* [The problem] Starting at the first line of the records and ending after the line containing "[109,494,182,628]", write every line out again, requests included, offsetting each bounding box coordinate in the answers by -118.

* [Task data]

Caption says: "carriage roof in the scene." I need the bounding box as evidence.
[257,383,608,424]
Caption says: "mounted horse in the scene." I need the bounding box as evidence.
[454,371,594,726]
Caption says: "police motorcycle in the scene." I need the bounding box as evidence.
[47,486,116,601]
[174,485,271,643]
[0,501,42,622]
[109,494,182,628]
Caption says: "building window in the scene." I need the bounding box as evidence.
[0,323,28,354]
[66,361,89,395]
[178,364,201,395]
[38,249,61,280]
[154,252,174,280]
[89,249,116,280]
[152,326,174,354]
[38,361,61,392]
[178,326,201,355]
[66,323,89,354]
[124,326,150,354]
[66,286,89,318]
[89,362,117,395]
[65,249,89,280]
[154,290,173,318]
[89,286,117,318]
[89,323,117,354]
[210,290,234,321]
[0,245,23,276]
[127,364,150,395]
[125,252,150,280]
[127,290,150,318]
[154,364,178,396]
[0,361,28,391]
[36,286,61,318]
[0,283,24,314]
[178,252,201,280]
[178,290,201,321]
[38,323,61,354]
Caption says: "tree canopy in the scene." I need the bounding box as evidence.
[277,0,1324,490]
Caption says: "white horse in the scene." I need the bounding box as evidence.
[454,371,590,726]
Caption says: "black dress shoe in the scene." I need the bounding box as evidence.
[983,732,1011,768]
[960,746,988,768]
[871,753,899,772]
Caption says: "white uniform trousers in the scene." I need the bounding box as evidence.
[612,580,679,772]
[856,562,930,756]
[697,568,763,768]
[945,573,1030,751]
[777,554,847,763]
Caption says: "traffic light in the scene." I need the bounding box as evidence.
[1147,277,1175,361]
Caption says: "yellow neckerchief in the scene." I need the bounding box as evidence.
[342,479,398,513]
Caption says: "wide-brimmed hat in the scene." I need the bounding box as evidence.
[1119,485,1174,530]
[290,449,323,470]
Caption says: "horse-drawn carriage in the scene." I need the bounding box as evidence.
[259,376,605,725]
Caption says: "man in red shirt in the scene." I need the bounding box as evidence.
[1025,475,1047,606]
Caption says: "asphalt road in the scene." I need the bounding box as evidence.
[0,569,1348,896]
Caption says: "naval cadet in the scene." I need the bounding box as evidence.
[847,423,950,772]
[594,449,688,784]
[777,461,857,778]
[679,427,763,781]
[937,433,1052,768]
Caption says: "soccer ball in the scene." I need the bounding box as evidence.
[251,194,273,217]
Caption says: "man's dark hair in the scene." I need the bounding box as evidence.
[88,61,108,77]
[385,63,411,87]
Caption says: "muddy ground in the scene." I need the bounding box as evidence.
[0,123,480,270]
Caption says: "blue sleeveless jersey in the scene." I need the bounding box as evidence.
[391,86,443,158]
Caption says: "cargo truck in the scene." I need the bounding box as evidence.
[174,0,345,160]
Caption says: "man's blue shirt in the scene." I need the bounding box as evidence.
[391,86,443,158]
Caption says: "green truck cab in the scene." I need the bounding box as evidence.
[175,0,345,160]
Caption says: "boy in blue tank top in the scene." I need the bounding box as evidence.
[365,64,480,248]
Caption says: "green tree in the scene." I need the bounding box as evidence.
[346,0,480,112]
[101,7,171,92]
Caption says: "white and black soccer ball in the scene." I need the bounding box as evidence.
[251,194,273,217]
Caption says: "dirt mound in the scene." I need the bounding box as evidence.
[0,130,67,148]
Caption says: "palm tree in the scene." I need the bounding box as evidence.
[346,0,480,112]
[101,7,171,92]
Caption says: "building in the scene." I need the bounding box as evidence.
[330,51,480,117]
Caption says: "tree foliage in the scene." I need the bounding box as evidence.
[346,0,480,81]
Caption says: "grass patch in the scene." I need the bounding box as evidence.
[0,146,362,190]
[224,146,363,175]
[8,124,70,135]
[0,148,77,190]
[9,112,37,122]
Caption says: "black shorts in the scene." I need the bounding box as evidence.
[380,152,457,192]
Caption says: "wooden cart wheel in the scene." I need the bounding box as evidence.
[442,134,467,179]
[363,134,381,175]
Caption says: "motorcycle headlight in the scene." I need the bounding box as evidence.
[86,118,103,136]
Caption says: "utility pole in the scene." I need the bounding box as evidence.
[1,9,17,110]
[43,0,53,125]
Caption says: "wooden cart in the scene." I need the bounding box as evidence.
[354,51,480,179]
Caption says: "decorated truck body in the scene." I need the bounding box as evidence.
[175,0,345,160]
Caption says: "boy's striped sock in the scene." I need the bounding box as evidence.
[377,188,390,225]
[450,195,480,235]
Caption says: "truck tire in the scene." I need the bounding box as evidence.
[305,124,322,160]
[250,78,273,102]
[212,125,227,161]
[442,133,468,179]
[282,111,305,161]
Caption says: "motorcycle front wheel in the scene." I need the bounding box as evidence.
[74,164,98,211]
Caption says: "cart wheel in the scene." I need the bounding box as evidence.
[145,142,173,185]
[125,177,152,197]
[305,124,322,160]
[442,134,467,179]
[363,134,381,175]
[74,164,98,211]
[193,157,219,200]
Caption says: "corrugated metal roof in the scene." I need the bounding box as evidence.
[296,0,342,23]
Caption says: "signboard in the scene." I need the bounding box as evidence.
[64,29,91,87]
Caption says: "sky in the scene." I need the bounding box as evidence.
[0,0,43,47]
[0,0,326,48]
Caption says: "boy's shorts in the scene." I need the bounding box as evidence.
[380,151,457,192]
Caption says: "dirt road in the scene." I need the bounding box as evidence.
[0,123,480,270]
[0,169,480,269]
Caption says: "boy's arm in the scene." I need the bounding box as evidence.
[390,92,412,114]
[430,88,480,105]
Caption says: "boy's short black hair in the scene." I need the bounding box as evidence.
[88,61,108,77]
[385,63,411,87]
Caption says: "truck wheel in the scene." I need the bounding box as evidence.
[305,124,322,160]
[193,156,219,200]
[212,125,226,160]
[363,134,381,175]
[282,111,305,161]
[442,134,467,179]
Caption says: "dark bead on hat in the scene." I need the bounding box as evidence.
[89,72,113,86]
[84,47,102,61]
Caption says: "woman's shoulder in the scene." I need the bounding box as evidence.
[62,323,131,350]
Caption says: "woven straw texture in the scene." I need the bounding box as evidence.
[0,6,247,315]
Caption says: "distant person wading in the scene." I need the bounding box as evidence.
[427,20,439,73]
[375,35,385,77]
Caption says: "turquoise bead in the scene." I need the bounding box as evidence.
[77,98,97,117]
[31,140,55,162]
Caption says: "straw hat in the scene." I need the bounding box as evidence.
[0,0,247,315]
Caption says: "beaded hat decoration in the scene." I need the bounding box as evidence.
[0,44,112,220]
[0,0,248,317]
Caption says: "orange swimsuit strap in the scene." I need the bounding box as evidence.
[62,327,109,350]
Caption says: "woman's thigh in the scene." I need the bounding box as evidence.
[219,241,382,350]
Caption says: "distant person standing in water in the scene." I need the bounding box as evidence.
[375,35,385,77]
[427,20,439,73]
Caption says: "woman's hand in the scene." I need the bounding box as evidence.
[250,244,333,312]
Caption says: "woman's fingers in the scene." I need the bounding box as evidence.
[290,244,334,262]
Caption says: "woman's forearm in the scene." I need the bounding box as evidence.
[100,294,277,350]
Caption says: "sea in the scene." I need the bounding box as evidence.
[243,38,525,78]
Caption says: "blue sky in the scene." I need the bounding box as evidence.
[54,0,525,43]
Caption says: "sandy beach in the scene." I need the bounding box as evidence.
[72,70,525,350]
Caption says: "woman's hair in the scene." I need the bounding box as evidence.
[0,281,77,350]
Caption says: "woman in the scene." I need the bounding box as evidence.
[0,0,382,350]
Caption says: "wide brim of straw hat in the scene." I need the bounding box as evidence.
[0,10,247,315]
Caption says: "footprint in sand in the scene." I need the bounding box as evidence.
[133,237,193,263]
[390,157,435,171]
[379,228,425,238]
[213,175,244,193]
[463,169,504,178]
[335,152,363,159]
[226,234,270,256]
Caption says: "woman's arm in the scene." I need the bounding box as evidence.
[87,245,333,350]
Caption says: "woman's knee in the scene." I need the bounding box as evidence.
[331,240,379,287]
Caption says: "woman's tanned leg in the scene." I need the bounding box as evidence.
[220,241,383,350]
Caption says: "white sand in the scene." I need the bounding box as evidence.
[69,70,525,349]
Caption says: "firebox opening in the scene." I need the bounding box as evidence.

* [Exercise solution]
Caption says: "carriage roof in the scene." I need the bounding box as evidence.
[139,265,490,306]
Caption says: "mounted horse in the scene." I need the bounding box as evidence.
[336,253,476,608]
Caption says: "police motorcycle in the scene." I need the bounding box as evidence.
[-71,368,-2,483]
[56,367,153,525]
[-118,383,-76,504]
[-9,376,64,510]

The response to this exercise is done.